[Referring expression pointing data]

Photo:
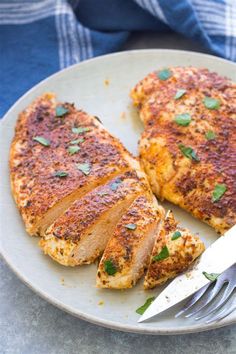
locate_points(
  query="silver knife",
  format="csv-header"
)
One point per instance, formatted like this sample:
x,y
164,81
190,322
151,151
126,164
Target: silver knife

### Exercise aim
Reproduce the records in full, exactly as they appear, and show none of the pictures.

### Reply to the task
Photo:
locate_points(
  query="silver knife",
  format="csv-header"
)
One point per instance, formatted like this sample:
x,y
164,81
190,322
151,151
126,164
Target: silver knife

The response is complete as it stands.